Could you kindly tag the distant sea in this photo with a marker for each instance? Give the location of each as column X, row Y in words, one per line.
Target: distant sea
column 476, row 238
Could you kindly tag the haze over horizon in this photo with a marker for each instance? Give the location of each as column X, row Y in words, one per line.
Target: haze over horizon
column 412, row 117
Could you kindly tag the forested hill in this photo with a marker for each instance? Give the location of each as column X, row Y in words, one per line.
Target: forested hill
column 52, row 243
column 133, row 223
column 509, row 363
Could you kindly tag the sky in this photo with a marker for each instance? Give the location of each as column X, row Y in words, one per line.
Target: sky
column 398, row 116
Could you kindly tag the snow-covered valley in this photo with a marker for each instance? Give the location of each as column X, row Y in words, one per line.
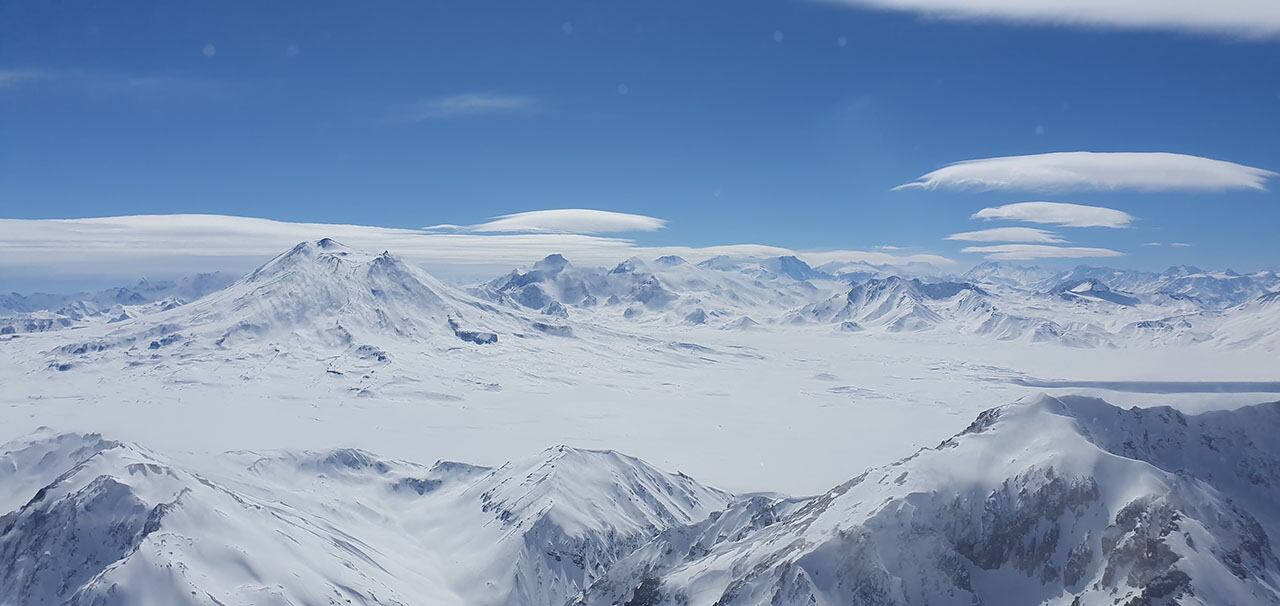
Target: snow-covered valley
column 250, row 443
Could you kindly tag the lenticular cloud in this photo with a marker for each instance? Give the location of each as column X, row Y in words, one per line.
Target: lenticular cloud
column 1057, row 214
column 1091, row 171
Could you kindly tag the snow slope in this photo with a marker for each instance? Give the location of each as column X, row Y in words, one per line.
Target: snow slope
column 1043, row 501
column 1047, row 500
column 339, row 527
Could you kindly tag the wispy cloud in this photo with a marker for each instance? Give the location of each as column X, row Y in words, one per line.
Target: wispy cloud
column 1025, row 253
column 467, row 105
column 155, row 245
column 1057, row 214
column 1092, row 171
column 100, row 82
column 1009, row 235
column 16, row 77
column 1248, row 18
column 561, row 221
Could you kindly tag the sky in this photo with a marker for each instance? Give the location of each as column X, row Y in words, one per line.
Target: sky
column 801, row 124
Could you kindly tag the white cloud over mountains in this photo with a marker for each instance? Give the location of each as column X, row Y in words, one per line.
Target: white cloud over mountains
column 562, row 221
column 169, row 245
column 1249, row 18
column 466, row 105
column 1009, row 235
column 1092, row 171
column 1057, row 214
column 1027, row 253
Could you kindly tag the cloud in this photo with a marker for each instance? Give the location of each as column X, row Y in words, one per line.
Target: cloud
column 99, row 82
column 1248, row 18
column 1009, row 235
column 16, row 77
column 127, row 247
column 1093, row 171
column 1025, row 253
column 1057, row 214
column 467, row 105
column 562, row 221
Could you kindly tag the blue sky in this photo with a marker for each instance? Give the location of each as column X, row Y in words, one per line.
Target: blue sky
column 782, row 123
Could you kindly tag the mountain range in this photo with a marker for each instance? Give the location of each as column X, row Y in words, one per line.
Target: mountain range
column 1042, row 501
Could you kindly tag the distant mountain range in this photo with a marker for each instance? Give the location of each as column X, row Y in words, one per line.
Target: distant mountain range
column 361, row 295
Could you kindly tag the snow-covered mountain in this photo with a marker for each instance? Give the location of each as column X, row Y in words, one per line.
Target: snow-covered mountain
column 1045, row 501
column 895, row 304
column 42, row 311
column 726, row 292
column 129, row 525
column 319, row 296
column 1207, row 290
column 1064, row 500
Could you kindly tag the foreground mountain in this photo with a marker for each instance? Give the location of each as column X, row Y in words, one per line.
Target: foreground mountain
column 129, row 525
column 1043, row 501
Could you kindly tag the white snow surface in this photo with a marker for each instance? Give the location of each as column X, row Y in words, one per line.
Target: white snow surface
column 266, row 400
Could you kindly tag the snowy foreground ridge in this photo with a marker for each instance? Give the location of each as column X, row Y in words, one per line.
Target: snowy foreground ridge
column 1048, row 500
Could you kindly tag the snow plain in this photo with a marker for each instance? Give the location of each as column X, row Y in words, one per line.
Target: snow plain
column 782, row 406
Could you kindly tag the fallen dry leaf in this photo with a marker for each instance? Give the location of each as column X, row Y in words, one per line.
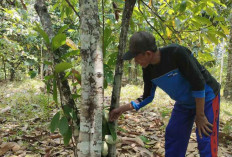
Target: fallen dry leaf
column 5, row 147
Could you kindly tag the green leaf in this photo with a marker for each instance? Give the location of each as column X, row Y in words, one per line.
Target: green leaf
column 219, row 18
column 177, row 23
column 70, row 54
column 212, row 38
column 63, row 126
column 67, row 110
column 42, row 33
column 220, row 34
column 183, row 6
column 75, row 96
column 58, row 40
column 202, row 20
column 55, row 91
column 32, row 74
column 144, row 139
column 62, row 67
column 49, row 77
column 225, row 29
column 47, row 63
column 67, row 136
column 112, row 130
column 62, row 29
column 55, row 122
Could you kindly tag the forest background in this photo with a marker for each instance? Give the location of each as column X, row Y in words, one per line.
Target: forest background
column 41, row 70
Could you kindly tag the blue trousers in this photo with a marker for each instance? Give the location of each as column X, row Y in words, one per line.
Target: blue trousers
column 180, row 126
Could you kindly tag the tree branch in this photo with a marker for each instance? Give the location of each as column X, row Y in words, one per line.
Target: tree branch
column 197, row 30
column 24, row 6
column 73, row 8
column 151, row 25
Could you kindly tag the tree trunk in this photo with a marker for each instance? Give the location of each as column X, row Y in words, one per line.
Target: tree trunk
column 127, row 12
column 45, row 19
column 222, row 62
column 228, row 84
column 90, row 136
column 41, row 66
column 136, row 73
column 130, row 72
column 12, row 74
column 4, row 67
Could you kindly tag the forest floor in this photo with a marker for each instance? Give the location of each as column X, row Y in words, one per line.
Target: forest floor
column 25, row 116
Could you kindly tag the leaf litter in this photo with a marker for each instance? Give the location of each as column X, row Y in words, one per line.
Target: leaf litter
column 24, row 130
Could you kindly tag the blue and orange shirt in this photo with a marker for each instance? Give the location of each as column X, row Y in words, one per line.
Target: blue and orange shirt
column 180, row 75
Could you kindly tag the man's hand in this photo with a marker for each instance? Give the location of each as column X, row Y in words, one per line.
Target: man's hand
column 114, row 114
column 203, row 125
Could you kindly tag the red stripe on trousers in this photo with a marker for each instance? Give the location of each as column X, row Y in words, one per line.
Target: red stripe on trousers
column 214, row 141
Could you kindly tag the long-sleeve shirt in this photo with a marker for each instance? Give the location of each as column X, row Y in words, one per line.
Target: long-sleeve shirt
column 180, row 75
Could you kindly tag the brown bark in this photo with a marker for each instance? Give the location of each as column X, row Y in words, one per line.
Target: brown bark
column 228, row 84
column 66, row 96
column 127, row 13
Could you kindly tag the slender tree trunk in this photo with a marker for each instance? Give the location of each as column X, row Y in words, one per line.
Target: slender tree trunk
column 12, row 72
column 127, row 13
column 222, row 62
column 45, row 19
column 228, row 84
column 41, row 59
column 136, row 73
column 90, row 137
column 4, row 67
column 130, row 72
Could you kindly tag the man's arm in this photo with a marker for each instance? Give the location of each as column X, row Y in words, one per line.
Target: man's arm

———

→ **Exercise objective**
Print the line that contains "Target: long-sleeve shirt", then every later line of the entries above up to and including the last, all exactly as written.

→ **Exercise solution**
Target: long-sleeve shirt
column 180, row 75
Could you kindly tag the brown bark in this photo with a marker for each instance? Give the location of each as column X, row Y in words, one per line.
Target: brown bark
column 228, row 84
column 66, row 96
column 127, row 13
Could you kindly tag the slender tree trunk in this photo with a marker for each instance? Give the location of each as column X, row Y in words, one per line.
Target: slender tree trunk
column 12, row 72
column 127, row 13
column 222, row 62
column 45, row 19
column 228, row 84
column 41, row 59
column 136, row 73
column 90, row 137
column 4, row 67
column 130, row 72
Could you kindly tag the man's arm in this photo with a marker for each instance? Give the location of each as column X, row Y in words, one per line.
Target: man's arm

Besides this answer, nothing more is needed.